__Task to carry out__
Please say when pollen counts are highest, according to the allergy text below.

Segment Start: Supplied text

Lifestyle and home remedies

By Mayo Clinic Staff

It's not possible to completely avoid allergens, but you can reduce your symptoms by limiting your exposure to them. If you know what you're allergic to, you can avoid your triggers.

Pollen or molds

  • Close doors and windows during pollen season.
  • Don't hang laundry outside — pollen can stick to sheets and towels.
  • Use air conditioning in your house and car.
  • Use an allergy-grade filter in your home ventilation system and change it regularly.
  • Avoid outdoor activity in the early morning, when pollen counts are highest.
  • Stay indoors on dry, windy days.
  • Use a dehumidifier to reduce indoor humidity.
  • Use a high-efficiency particulate air (HEPA) filter in your bedroom and other rooms where you spend a lot of time.
  • Avoid mowing the lawn or raking leaves.

Segment End: Supplied text
Segment Start: Material provided

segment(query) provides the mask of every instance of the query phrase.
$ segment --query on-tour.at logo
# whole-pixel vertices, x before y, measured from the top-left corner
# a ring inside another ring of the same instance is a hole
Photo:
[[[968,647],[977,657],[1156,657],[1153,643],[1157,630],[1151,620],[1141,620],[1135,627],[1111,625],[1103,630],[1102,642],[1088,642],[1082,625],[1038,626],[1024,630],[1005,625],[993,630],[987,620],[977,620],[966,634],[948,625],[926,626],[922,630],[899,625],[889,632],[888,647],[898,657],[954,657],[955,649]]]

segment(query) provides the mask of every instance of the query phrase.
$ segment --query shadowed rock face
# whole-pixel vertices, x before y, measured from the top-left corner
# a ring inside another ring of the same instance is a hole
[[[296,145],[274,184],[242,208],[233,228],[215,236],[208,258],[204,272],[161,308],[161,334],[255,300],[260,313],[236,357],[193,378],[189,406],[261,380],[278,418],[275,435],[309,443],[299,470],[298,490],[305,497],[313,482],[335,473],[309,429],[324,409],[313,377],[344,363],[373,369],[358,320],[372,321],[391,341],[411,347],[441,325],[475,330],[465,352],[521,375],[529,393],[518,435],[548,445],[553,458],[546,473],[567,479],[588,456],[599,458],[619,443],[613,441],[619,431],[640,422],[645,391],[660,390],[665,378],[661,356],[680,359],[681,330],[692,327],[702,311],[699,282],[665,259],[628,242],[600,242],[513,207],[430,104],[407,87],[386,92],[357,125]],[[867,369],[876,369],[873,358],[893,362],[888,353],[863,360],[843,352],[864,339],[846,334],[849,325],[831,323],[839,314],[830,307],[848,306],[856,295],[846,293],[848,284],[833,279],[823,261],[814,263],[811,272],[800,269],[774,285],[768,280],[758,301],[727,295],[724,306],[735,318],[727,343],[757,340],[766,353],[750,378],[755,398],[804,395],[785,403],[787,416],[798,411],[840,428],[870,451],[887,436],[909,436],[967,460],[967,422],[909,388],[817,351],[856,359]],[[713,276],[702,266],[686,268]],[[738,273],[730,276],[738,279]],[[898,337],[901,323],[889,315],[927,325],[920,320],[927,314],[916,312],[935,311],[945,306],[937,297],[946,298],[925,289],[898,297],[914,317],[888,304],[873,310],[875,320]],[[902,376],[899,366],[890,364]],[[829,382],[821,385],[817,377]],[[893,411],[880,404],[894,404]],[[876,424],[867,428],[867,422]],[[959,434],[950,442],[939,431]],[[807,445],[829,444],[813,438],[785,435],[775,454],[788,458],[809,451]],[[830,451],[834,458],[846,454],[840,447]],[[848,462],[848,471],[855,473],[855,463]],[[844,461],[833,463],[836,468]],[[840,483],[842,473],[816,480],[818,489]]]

Segment End: Material provided

__Written reply__
In the early morning.